● **EXERCISE REQUIREMENTS**: Format the lines below as a JSON list of strings, one string per line and no blank lines. Leave the pictures out.

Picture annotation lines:
======
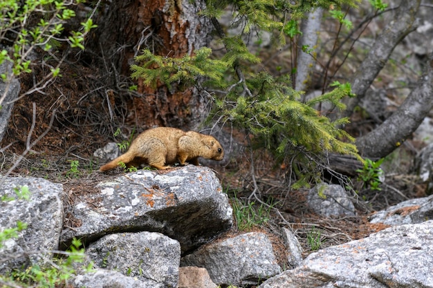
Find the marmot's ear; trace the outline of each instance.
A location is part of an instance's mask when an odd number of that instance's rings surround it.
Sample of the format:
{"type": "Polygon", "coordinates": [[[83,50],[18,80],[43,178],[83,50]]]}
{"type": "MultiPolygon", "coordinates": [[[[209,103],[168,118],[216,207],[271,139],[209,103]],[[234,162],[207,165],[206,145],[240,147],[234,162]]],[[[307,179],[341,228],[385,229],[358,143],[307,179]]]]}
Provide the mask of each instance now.
{"type": "Polygon", "coordinates": [[[205,140],[205,141],[203,141],[203,143],[205,144],[205,146],[207,146],[210,149],[212,148],[212,146],[215,144],[215,142],[214,140],[209,141],[208,140],[205,140]]]}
======
● **TASK OUTPUT**:
[
  "Find the marmot's ear; trace the outline of each instance.",
  "A location is part of an instance's mask when an odd number of that instance's rings surround it.",
  "Sample of the format:",
  "{\"type\": \"Polygon\", \"coordinates\": [[[83,50],[18,80],[43,178],[83,50]]]}",
  "{\"type\": \"MultiPolygon\", \"coordinates\": [[[[209,103],[168,118],[216,207],[271,139],[209,103]],[[234,162],[207,165],[206,145],[240,147],[234,162]]],[[[307,179],[341,228],[385,229],[358,143],[307,179]]]]}",
  "Provide the mask of each instance now.",
  "{\"type\": \"Polygon\", \"coordinates\": [[[205,140],[205,141],[203,141],[203,143],[205,144],[205,146],[207,146],[210,149],[212,148],[212,146],[215,144],[215,142],[214,140],[209,141],[208,140],[205,140]]]}"
]